What to work on =
• 1. In the forum thread about swapping shifters, who makes the 9-speed shifters that PJ352 suggests as options?
• 2. Continue the forum thread about swapping shifters from the point where it stops.
──────── Extracted text
# A question about switchng out shifters



## Team Sarcasm (Oct 22, 2012)

Right now I have the sora components and when I am getting up to speed, I have to reposition my self back on top or the brakes because the shift lever is to far and my thumb does not reach.

The drive train I have is 3x9. I'm looking at a 105 shifters and see a lot of 2x10, 3x10, and 2X9 shifters, only once did I see a 3x9. 

Would it be hard to switch out my sora shifters for 105? Can shifters be adjusted to fit a certain speed (say the 3x10)? or do I have to find one to specifically to match my drive train. 

I know I will probably need new bar tape and I need to match the speed of my bike but not much else of what goes into changing them out.


----------



## PJ352 (Dec 5, 2007)

Team Sarcasm said:


> Right now I have the sora components and when I am getting up to speed, I have to reposition my self back on top or the brakes because the shift lever is to far and my thumb does not reach.
> 
> The drive train I have is 3x9. I'm looking at a 105 shifters and see a lot of 2x10, 3x10, and 2X9 shifters, only once did I see a 3x9.
> 
> ...


With a 3x9 drivetrain, you're options are to go with different 3x9 shifters or 3x10 shifters. I wouldn't recommend going with older 9 speed 105 (or above) shifters because of the increased possibility of reliability issues.

With 3x10, you'll need to use alternate cable routing (see below) which allows the use of a 10 speed shifter with a 9 speed drivetrain. The advantage of doing so sets you up for an easier upgrade to 10 speed, but the disadvantage is it's likely shifting won't be quite as crisp as a correct (9 speed) shifter would be.

Derailer Adjustment

EDIT: You may want to consider one of the options below. The shifters are made by Microshift for Performance and Nashbar and (as you'll see) generally get good reviews

Nashbar 9-Speed Dual Control Levers - Road Bike Shifters

Forté 9-speed Dual Control Levers - Road Bike Shifters


----------



## Team Sarcasm (Oct 22, 2012)

Wow thanks, I think either of those will work. 

On the Nashbar set, it says in the spec '9speed double road' and the forte it says "9speed/double/triple' Whats the difference in that wording mean? I'm guessing it referring to the crank up front? 

I think I might go with the nashbar ones just to be a little more cost effective. I appreciate the help

Edit: and if it is referring to a double crank with the nashbars and I never use the smallest gear, would I run into any problems if I just had them tuned to only use the big and medium gears? I'm not sure if that made any sense. Sorry if it does not


----------



## MikeWMass (Oct 15, 2011)
────────────────
──────── Data listing
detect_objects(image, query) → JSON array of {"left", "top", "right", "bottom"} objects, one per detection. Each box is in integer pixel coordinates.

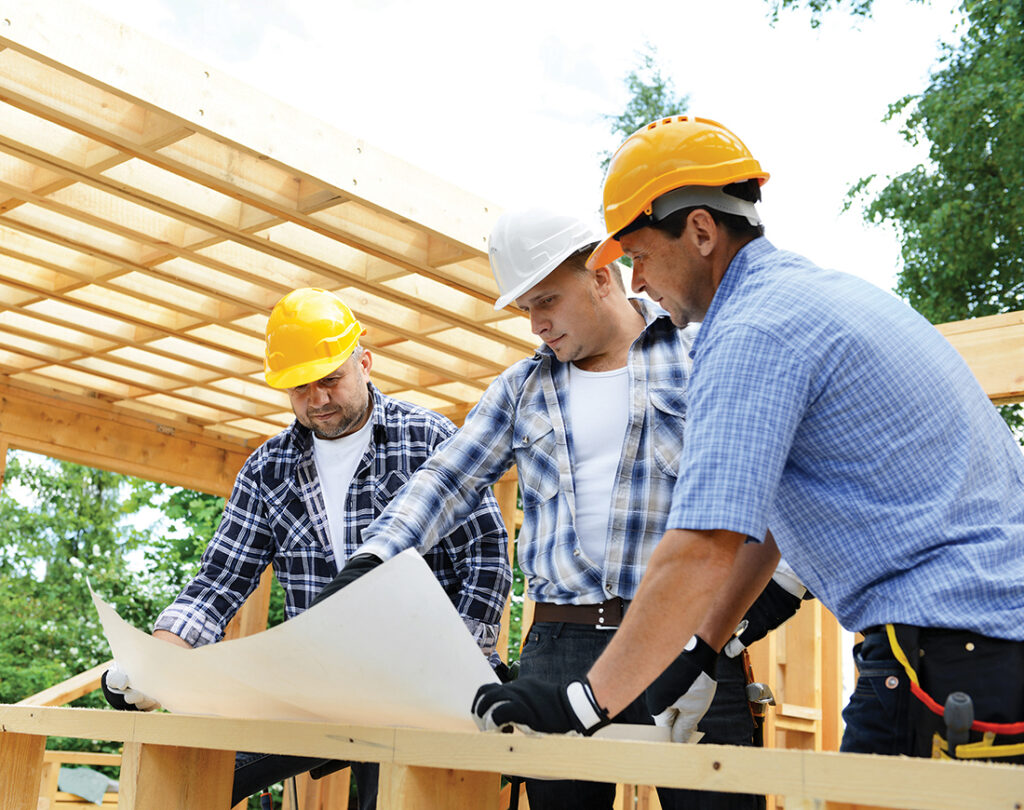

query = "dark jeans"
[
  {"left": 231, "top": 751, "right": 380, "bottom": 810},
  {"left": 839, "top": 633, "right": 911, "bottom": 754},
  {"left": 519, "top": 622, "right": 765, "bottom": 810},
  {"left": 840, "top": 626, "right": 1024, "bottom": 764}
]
────────────────
──────── Data listing
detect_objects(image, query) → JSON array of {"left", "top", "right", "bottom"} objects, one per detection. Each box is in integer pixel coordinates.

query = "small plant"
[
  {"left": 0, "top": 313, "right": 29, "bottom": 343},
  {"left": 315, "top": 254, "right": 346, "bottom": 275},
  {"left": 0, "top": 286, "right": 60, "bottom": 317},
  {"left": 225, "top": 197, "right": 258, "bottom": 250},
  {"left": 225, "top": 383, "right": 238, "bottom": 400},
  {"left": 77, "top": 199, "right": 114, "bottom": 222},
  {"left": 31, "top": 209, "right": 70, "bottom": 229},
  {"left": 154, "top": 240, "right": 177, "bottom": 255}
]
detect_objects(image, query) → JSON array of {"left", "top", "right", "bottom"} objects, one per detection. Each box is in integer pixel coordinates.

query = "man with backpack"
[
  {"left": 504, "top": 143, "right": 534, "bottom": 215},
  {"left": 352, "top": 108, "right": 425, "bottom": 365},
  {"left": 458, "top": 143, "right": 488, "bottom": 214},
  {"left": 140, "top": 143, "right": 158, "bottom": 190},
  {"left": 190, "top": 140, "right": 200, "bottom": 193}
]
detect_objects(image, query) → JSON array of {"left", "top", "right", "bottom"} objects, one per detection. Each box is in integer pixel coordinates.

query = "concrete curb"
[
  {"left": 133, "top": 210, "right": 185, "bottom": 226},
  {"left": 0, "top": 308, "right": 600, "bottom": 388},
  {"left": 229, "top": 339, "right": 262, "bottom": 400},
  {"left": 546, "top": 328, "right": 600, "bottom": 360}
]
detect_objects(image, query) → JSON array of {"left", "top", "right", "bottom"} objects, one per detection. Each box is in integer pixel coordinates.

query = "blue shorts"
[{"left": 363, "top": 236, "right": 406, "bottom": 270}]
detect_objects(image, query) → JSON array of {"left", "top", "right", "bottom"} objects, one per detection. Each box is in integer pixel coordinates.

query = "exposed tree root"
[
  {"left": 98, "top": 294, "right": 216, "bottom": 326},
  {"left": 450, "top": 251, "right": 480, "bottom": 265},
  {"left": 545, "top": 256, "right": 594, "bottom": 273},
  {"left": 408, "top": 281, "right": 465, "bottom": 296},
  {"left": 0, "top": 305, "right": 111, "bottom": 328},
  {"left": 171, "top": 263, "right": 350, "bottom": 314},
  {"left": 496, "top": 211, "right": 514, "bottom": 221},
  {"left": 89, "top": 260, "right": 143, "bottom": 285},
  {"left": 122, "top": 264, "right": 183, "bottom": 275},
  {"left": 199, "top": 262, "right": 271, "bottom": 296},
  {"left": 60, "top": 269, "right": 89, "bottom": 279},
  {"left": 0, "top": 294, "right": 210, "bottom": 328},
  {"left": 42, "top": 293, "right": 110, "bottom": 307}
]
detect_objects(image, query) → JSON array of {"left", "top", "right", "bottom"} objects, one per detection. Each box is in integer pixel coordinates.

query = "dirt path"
────────────────
Results in order =
• 1. Microshift makes them for Performance and Nashbar.

• 2.
When using triple frontshifters with double cranks, you use the SMALL and medium gears. You set the small ring on the small setting, the middle setting gives you the large ring, and the high limit on the derailleur prevents you from shifting to the third setting. Early 105 5600's were all like that. As long as you are careful to set the cable tension and limit screw so you can't inadvertently get the third position, it works fine. I have been using it for 6 years.


----------



## PJ352 (Dec 5, 2007)

Team Sarcasm said:


> Wow thanks, I think either of those will work.
> 
> On the Nashbar set, it says in the spec '9speed double road' and the forte it says "9speed/double/triple' Whats the difference in that wording mean? I'm guessing it referring to the crank up front?
> 
> ...


My apologies for not catching that difference between Nashbar's 9 speed double and Performance 9 speed double/ triple compatibility. Seems odd that Nashbar would limit themselves to that spec, so it might be worth contacting customer service for clarification.

To answer your question, yes, as MikeWMass posted, you can tune the FD to limit travel to two chainrings - as long as they're inner/ middle *or* middle/ outer. I have exactly the same set up as Mike on one of my bikes and it works perfectly, but set up and tuning have to be right.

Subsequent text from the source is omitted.